What is expected
Copy word for word everything from the start of the records below down to and including the line that contains "[(118, 425)]".

>> begin Raw data

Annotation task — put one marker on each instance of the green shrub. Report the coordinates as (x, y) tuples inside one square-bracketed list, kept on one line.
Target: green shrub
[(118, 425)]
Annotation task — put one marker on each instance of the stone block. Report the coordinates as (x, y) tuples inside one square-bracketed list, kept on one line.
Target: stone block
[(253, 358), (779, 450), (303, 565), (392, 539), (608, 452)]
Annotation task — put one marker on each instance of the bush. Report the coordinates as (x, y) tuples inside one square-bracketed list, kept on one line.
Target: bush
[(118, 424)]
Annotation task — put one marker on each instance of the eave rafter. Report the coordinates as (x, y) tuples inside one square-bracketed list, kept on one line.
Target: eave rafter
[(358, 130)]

>> end Raw data

Solution to this problem
Annotation task — put one marker on each instance of the green shrub. Report the coordinates as (x, y) tuples inside one square-bracketed list, kept on one line.
Target: green shrub
[(118, 425)]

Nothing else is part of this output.